• AANGELEVERD FRAGMENT:
========

Verweerster heeft brieven over het geschil tussen H en klagers bedrijven aan derden gestuurd, te weten aan [B.V.] en [bedrijf]. Deze bedrijven hebben niets met klagers bedrijf of het geschil te maken. Klagers broers zijn de eigenaren van deze bedrijven en [B.V.] is tevens een klant van klagers bedrijf. Klager stelt dat verweerster hierdoor klagers goede naam schaadt, zijn privacy schendt en door middel van dreigementen met verwijzing naar het Wetboek van Strafrecht en intimidatie druk op klager probeert uit te oefenen. Klager stelt dat dit geen redelijk doel dient en zijn belangen onevenredig schaadt. 
2.2    Klager verzoekt dat verweerster wordt opgedragen om schriftelijk haar excuses te maken richting klagers broers en haar woorden terug te nemen. 

3    VERWEER
3.1    Verweerster heeft tegen de klacht verweer gevoerd. De voorzitter zal hierna, waar nodig, op het verweer ingaan.

4    BEOORDELING
Toetsingskader
4.1    De klacht is gericht tegen de advocaat van de wederpartij. Een advocaat geniet een ruime mate van vrijheid om te belangen van zijn cliënt te behartigen op de wijze als hem in overleg met zijn cliënt goeddunkt. Deze vrijheid is niet absoluut, maar kan onder meer beperkt worden doordat (a) de advocaat zich niet onnodig grievend mag uitlaten over de wederpartij, (b) de advocaat geen feiten mag poneren waarvan hij de onwaarheid kent of redelijkerwijs kan kennen, (c) de advocaat bij de behartiging van de belangen van zijn cliënt de belangen van de wederpartij niet onnodig of onevenredig mag schaden zonder redelijk doel. Daarbij geldt voorts dat de advocaat de belangen van zijn cliënt dient te behartigen aan de hand van het feitenmateriaal dat zijn cliënt hem verschaft, en dat hij in het algemeen mag afgaan op de juistheid daarvan en slechts in uitzonderingsgevallen gehouden is de juistheid daarvan te verifiëren. De advocaat behoeft in het algemeen niet af te wegen of het voordeel dat hij voor zijn cliënt wil bereiken met de middelen waarvan hij zich bedient, opweegt tegen het nadeel dat hij daarmee aan de wederpartij toebrengt. Wel moet de advocaat zich onthouden van middelen die op zichzelf beschouwd ongeoorloofd zijn of die, zonder dat zij tot enig noemenswaardig voordeel van zijn cliënt strekken, onevenredig nadeel aan de wederpartij toebrengen.
Beoordeling klacht
4.2    De klacht ziet op de door verweerster aan de broers (c.q. hun ondernemingen) en schoonzus van klager gestuurde brieven. Verweerster heeft uitgelegd welk belang zij had bij het sturen van deze brieven: het geschil ziet op de (volgens H gestelde) wanprestatie van een medewerker van één van klagers ondernemingen. Volgens verweersters cliënt hebben ook de (ondernemingen van) twee broers van klagers en een schoonzus daarvan geprofiteerd. Om die reden heeft verweerster deze personen een brief gestuurd, waarbij zij onder meer heeft aangegeven dat zij een dagvaarding tegemoet kunnen zien en mogelijk als getuige gehoord zullen worden.

========

• AANGELEVERDE GEGEVENS:
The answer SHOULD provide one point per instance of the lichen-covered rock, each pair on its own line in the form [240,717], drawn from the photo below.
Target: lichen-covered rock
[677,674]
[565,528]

========

• WAT NODIG IS: Citeer uit het fragment over de klacht tegen de advocaat alles vanaf "Beoordeling klacht" tot en met "gehoord zullen worden.".

• ANTWOORD OP OPDRACHT:
Beoordeling klacht
4.2    De klacht ziet op de door verweerster aan de broers (c.q. hun ondernemingen) en schoonzus van klager gestuurde brieven. Verweerster heeft uitgelegd welk belang zij had bij het sturen van deze brieven: het geschil ziet op de (volgens H gestelde) wanprestatie van een medewerker van één van klagers ondernemingen. Volgens verweersters cliënt hebben ook de (ondernemingen van) twee broers van klagers en een schoonzus daarvan geprofiteerd. Om die reden heeft verweerster deze personen een brief gestuurd, waarbij zij onder meer heeft aangegeven dat zij een dagvaarding tegemoet kunnen zien en mogelijk als getuige gehoord zullen worden.